== Consigne donnée A ==
Mettez à jour la partie des entrées qui s'ouvre au début des entrées et se ferme sur la ligne contenant "column 146, row 142" : remplacez "green vegetation" par "dense vegetation" sans rien changer d'autre, et ne donnez que ces lignes.

== Source ==
Le comportement collectif de groupes de particules dans la matière condensée peut parfois être traité comme s'ils étaient une seule "particule" (une soi-disant quasi-particule) avec des propriétés spécifiques. En prenant l'exemple d'un semi-conducteur, un électron qui le traverse et interagit avec une multitude d'électrons et de noyaux environnants peut être décrit comme un seul "électron" avec une masse différente se déplaçant dans le vide; et le mouvement d'ensemble des électrons dans sa bande de valence peut être décrit comme si le matériau contenait des quasi-particules positives (trous).

La séparation spin-charge est un comportement inhabituel des électrons dans certains matériaux dans lesquels ils semblent se "scinder" en trois "particules" indépendantes : le spinon (portant le spin de l'électron), le holon (portant sa charge) et l'orbiton (portant le moment angulaire orbital). Bien que théoriquement l'électron puisse toujours être considéré comme un état lié des trois, dans certaines conditions, ils peuvent réellement se comporter comme des quasi-particules indépendantes. C'est un exemple du phénomène appelé fractionnalisation.

Trouver les bons matériaux pour étudier en détail ces effets complexes et leur modélisation est un véritable défi. Dans les matériaux en échelle de spin quantique, un cristal 3D met en œuvre un système d'interactions magnétiques 1D dans lequel les fluctuations quantiques sont amplifiées (en raison d'une forte anisotropie).

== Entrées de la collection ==
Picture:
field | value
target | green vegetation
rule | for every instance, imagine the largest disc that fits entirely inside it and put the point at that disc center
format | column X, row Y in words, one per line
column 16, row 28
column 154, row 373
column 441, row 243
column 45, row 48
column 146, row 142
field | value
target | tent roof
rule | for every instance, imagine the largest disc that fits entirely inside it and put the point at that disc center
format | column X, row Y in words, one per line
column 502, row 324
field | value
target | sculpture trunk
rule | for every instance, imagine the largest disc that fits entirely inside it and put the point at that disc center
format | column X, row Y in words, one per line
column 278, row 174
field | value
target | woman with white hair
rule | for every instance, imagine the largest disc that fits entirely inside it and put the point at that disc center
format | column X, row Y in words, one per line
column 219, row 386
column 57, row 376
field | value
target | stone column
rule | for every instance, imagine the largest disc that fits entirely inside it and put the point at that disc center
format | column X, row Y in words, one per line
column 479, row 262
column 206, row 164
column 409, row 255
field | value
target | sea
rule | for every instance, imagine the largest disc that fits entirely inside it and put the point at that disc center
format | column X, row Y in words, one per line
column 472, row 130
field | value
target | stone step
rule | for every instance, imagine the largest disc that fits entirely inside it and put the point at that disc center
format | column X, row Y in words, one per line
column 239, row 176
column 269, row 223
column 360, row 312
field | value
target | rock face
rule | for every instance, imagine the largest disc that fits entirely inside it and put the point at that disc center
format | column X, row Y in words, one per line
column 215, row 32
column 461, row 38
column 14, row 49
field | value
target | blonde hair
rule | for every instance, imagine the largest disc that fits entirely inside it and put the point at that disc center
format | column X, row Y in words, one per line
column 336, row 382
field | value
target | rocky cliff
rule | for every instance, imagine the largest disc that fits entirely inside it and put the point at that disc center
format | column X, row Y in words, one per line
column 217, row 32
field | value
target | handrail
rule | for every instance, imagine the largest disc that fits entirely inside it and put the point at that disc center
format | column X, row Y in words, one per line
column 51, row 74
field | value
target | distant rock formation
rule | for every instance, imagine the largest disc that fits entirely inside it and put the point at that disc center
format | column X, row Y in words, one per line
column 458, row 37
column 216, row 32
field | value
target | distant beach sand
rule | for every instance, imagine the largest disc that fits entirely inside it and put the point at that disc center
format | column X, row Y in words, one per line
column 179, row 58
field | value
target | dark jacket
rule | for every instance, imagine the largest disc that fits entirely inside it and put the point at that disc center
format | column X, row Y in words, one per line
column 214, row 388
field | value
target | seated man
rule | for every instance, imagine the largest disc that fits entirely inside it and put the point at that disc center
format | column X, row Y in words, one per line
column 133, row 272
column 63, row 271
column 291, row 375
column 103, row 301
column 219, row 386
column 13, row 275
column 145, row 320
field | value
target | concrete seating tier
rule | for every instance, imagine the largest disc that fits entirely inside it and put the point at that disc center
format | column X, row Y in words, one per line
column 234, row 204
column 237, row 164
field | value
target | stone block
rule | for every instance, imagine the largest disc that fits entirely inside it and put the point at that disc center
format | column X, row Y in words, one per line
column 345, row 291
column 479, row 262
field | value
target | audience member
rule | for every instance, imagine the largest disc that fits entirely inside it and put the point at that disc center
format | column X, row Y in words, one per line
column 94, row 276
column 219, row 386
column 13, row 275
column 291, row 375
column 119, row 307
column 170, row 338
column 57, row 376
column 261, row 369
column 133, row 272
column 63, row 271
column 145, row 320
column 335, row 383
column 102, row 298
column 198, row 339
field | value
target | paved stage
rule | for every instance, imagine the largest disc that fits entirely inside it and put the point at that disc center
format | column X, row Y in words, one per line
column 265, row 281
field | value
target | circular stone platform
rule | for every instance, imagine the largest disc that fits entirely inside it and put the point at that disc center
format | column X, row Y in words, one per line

== Consigne donnée B ==
Répondez s'il vous plaît aux questions suivantes sur le texte consacré aux quasi-particules.
(i) Comment peut-on décrire le mouvement d'ensemble des électrons dans la bande de valence d'un semi-conducteur ?
(ii) Que porte l'orbiton ?
(iii) Pour quelle raison les fluctuations quantiques sont-elles amplifiées dans les matériaux en échelle de spin quantique ?

== Solution A ==
Picture:
field | value
target | dense vegetation
rule | for every instance, imagine the largest disc that fits entirely inside it and put the point at that disc center
format | column X, row Y in words, one per line
column 16, row 28
column 154, row 373
column 441, row 243
column 45, row 48
column 146, row 142

== Solution B ==
(i) Comme si le matériau contenait des quasi-particules positives (trous).
(ii) Le moment angulaire orbital de l'électron.
(iii) En raison d'une forte anisotropie.